▶ [The problem]:
Using the SAMPLE clause page below, answer each question on its own line, marked (a), (b), and (c).
(a) What percentage of the customer table is assigned to the test set?
(b) Which sample number identifies the validation group?
(c) What release number is listed for the page?

▶ [Quoted passage]:
SAMPLE Clause Examples | SQL SELECT Statements | Teradata Vantage - Examples: Sample Clause - Analytics Database - Teradata Vantage

SQL Data Manipulation Language

Deployment
VantageCloud
VantageCore
Edition
Enterprise
IntelliFlex
VMware
Product
Analytics Database
Teradata Vantage
Release Number
17.20
Published
June 2022
Language
English (United States)
Last Update
2024-04-05
dita:mapPath
pon1628111750298.ditamap
dita:ditavalPath
qkf1628213546010.ditaval
dita:id
esx1472246586715
lifecycle
latest
Product Category
Teradata Vantage™

Example: Using fraction_description

Suppose you want to generate three mutually exclusive sample sets of a customer table for a neural net analysis. The desired percentages are as follows:
  • Train, 60%
  • Test, 25%
  • Validate, 15%

Note that the sum does not exceed 100%.

A SELECT statement to generate the desired result looks like the following.

     SELECT customer_id, age, income, marital_status, SAMPLEID
     FROM customer_table
     SAMPLE 0.6, 0.25, 0.15;

The result might look something like the following table.

customer_id ----------- age --- income ------ marital_status -------------- SAMPLEID --------
1362549 17      0 1 1
1362650 21 17,804 2 1
1362605 34 16,957 2 1
1362672 50 16,319 2 3
1362486 76 10,701 3 1
1362500 40 56,708 1 3
1362489 35 55,888 3 2
1362498 60 9,849 2 1
1362551 27 23,085 1 1
1362503 18   5,787 1 2

Sample 1 is the training group, Sample 2 is the test group, and Sample 3 is the validation group.

▶ [Rows]:
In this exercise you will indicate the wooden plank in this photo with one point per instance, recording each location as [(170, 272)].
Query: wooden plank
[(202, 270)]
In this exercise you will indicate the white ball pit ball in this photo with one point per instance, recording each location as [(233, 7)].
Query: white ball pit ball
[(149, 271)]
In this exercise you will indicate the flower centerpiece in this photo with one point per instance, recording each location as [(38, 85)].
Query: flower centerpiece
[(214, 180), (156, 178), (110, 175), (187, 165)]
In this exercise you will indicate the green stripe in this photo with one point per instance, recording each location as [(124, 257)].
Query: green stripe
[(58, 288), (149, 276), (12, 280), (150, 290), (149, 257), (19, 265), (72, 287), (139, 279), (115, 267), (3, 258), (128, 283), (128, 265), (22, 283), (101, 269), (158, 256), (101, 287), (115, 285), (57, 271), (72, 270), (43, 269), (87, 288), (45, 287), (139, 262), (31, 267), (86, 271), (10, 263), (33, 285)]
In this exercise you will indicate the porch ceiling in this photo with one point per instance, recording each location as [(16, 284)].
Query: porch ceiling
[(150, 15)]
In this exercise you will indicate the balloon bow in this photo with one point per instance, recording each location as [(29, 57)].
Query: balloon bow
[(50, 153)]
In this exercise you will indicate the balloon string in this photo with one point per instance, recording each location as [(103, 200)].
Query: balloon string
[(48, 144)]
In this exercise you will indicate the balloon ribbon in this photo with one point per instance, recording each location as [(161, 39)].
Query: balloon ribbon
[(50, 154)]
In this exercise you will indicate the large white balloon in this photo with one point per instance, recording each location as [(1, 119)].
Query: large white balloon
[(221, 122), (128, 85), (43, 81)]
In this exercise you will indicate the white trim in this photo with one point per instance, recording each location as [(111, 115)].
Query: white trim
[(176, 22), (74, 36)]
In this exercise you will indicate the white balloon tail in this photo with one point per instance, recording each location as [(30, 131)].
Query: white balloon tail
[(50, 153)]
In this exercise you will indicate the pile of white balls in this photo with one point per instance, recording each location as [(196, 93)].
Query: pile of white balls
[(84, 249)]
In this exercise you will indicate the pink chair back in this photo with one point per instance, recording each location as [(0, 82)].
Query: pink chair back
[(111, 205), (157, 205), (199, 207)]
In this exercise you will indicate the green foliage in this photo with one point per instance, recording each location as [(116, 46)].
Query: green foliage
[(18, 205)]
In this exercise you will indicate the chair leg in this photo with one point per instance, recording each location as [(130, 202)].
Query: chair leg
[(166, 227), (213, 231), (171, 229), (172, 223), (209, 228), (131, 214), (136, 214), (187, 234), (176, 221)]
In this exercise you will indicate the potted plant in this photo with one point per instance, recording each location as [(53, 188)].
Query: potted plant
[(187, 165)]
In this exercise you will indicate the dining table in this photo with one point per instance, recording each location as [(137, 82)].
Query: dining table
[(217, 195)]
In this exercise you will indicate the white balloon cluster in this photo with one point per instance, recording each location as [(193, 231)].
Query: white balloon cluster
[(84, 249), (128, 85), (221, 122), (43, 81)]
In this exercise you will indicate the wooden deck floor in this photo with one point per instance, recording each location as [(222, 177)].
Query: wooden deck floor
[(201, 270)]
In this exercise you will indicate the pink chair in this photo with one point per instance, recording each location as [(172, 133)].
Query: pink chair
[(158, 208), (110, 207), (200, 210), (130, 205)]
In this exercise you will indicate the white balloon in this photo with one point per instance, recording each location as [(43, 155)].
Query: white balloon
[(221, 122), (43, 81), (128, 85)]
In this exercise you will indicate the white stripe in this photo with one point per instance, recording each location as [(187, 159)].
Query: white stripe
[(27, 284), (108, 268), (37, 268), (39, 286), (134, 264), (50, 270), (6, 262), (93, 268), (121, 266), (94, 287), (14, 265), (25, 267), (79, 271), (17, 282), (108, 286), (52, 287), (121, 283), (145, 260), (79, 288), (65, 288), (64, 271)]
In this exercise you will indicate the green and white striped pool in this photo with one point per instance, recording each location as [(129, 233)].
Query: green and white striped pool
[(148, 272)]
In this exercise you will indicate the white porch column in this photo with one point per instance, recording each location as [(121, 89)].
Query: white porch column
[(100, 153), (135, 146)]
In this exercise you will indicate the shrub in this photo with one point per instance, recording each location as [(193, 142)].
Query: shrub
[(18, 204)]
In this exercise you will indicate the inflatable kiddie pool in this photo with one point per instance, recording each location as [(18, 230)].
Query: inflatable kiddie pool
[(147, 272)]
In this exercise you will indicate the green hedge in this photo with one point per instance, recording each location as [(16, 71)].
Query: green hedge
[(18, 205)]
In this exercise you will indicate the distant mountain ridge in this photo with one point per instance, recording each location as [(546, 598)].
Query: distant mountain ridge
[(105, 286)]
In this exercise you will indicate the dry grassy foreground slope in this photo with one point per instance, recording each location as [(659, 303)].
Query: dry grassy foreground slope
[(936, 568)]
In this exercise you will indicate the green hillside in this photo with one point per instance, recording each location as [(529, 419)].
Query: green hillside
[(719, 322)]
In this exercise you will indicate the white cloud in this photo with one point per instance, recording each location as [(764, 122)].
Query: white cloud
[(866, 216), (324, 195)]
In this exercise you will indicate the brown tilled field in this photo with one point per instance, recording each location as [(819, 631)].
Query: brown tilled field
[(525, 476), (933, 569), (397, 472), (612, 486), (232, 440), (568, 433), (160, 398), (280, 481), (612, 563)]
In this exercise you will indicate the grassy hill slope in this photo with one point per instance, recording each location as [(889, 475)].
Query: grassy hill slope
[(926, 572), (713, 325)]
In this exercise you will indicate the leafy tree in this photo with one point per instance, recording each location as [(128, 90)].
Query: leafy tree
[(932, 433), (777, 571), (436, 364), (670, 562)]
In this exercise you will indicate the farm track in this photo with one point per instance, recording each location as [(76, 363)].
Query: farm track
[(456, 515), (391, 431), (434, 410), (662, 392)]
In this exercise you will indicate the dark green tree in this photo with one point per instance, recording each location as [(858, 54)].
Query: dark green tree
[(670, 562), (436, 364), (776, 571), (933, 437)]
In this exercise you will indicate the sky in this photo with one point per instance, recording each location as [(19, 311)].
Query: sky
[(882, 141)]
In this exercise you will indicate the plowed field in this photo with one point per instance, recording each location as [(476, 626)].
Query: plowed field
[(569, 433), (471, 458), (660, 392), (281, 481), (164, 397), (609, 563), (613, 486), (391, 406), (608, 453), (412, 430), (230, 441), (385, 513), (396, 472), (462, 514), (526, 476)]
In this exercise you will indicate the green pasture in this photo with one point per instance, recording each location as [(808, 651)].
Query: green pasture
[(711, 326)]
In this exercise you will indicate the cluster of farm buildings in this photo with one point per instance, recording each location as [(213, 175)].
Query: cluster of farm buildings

▶ [Completed exercise]:
(a) 25%
(b) Sample 3
(c) 17.20